● EXERCISE PROMPT: In the hiking passage below, what caused the bridge over Spruce Creek to shift?

● SELECTED PASSAGE:
- - -

The night is chilly and sleep comes slowly, and at dawn I look up and am greeted by the sight of a tick on the outside of my tent. Yes, spring is here. The volunteers are the only other ones up as I set about making tea and eating a bagel, though everyone save the mystery man in the tent next to mine has roused to life by the time I’m ready to move again. I go to bid Matt a farewell, and he laments that his phone is dead, that he won’t be able to listen to music as he hikes today. No loss, I think: we do this to hear a different soundtrack, to let the thoughts come freely, as they do when I put pen to paper several times on this trip. After a little warm-up commentary on the quotidian, my thoughts pour out, pen barely able to keep up as everything else fades away save the immediacy of the world around me.

I cross Indian Camp Creek and start my second day with a vigorous push up a ridge. I catch the volunteers at an overlook and revel in a view back across the Cascade Valley and as far as Artists’ Point in Grand Marais, the visibility excellent on this sun-splashed, beautiful spring morning. I push on, and see the trail-clearers will have their work cut out for them. Last fall’s blowdown has left a trail littered with fallen trees, leading to a number of brief detours, backpack-hampered limbos, and climbs over logs, often assisted by natural stiles formed by branches or other fallen trees. This next stretch follows another ridge, though to my mild surprise most of the views are inland instead of down toward Lake Superior. The SHT joins a snowmobile trail for a few steep hills, and eventually takes another plunge down to Spruce Creek, a delightful stream surging through a ravine. There are no signs that anyone camped at this site last night. The creek’s bridge has been dislodged by spring storms and carried a few feet downstream on one side, though it remains useable, and I find a small patch of snow tucked beneath the pilings on the far end.

- - -

● Stored items:
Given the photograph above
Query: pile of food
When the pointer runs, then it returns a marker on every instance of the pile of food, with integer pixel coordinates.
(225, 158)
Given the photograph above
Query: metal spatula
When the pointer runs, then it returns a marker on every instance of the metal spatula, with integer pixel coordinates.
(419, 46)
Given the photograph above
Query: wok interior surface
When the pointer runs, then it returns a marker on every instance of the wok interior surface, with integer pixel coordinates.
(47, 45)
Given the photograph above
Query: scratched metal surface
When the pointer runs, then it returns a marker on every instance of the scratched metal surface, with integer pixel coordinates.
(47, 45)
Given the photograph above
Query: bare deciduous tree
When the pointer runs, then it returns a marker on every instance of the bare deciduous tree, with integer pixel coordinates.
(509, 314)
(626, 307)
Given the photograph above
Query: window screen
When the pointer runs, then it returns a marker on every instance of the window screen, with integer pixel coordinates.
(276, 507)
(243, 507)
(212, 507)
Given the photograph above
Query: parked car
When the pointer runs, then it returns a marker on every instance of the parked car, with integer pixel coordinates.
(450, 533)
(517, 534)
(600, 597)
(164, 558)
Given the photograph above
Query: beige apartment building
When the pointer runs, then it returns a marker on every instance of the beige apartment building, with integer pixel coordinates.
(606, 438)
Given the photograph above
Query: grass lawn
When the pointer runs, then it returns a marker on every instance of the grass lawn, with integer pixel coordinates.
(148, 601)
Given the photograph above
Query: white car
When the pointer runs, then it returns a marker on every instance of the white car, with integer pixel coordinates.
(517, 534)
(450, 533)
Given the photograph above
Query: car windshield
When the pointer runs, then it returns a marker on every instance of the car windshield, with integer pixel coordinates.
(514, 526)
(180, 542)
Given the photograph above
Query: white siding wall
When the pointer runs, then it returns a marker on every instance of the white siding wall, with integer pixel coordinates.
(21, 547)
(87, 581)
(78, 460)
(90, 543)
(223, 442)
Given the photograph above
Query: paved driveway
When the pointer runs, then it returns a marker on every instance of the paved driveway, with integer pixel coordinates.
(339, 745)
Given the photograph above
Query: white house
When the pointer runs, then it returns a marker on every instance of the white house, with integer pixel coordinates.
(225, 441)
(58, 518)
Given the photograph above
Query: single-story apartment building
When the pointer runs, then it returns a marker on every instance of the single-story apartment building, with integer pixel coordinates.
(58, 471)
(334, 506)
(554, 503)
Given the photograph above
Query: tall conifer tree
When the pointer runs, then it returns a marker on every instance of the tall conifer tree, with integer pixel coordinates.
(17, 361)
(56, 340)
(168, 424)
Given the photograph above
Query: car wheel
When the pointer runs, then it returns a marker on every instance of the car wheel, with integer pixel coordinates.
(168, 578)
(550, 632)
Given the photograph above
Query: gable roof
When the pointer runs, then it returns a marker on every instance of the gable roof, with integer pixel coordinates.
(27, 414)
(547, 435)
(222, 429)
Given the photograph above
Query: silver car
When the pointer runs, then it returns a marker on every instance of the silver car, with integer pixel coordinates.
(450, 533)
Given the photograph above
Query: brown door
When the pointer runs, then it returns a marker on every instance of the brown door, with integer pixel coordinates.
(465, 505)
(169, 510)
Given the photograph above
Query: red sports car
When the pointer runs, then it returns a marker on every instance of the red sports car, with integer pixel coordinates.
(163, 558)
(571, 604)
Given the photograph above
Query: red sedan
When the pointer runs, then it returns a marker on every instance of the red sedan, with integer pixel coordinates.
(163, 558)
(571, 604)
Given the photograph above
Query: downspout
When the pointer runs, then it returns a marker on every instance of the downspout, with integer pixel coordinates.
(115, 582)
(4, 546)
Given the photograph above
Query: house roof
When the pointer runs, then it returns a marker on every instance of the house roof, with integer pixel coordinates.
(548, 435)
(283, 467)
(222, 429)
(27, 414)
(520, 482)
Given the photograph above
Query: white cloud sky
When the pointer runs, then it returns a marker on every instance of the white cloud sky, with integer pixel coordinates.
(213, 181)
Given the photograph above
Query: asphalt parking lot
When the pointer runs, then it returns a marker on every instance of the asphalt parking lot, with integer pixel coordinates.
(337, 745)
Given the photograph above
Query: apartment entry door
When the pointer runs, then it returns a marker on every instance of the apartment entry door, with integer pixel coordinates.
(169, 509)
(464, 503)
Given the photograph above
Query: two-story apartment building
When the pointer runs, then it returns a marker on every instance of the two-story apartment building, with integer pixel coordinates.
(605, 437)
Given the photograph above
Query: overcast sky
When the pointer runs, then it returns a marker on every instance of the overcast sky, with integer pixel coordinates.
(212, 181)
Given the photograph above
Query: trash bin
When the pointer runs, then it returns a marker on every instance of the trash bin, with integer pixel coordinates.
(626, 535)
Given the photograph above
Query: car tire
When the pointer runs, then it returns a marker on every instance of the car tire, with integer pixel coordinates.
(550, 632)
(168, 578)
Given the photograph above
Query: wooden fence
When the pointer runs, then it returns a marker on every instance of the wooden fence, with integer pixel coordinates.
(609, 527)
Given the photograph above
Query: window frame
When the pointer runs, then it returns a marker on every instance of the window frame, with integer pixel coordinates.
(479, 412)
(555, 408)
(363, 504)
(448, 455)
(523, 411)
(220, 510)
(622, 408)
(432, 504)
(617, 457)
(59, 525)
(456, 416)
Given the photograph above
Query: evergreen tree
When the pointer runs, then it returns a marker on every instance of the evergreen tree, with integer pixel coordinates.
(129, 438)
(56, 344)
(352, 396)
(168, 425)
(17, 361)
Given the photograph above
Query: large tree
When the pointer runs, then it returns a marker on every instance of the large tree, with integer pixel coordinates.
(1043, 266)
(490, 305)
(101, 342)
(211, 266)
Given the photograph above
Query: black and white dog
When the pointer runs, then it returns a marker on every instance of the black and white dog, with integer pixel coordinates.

- - -

● FINISHED EXERCISE: Spring storms dislodged it and carried it a few feet downstream on one side.